--- WHAT TO DO ---
Copy the lines from the one containing "Target: dark eye" through the end of the material, changing "thickest part" to "widest part" and keeping everything else the same.

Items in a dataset

------------------------------------------------------------------------

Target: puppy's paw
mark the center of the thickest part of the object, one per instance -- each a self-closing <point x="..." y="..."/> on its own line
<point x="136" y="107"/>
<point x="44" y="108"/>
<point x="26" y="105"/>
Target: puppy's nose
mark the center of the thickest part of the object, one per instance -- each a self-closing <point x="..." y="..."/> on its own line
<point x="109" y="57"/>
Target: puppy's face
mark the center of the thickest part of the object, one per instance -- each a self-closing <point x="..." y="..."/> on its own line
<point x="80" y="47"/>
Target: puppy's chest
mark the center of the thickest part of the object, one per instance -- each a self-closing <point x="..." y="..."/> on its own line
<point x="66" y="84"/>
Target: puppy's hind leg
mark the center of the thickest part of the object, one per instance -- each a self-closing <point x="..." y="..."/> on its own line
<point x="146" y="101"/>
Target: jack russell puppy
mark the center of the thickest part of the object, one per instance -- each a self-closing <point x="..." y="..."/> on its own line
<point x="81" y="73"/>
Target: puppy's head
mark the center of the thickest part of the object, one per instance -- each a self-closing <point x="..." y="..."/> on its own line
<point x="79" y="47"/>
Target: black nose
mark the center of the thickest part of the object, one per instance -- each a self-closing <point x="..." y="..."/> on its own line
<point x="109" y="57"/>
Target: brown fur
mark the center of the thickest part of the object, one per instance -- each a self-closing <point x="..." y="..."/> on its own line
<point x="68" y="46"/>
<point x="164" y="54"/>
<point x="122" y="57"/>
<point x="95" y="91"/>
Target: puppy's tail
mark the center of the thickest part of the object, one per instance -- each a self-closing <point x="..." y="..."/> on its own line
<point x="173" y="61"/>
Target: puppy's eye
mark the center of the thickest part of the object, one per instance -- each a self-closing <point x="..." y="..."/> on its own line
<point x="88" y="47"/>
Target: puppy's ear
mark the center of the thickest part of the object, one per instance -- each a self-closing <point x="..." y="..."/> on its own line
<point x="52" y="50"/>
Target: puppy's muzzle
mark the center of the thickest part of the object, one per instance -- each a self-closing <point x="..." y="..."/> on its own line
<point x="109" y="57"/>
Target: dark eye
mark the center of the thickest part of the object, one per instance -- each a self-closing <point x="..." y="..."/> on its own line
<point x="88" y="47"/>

------------------------------------------------------------------------

--- THE REPLY ---
Target: dark eye
mark the center of the widest part of the object, one per instance -- each a self-closing <point x="..." y="..."/> on its own line
<point x="88" y="47"/>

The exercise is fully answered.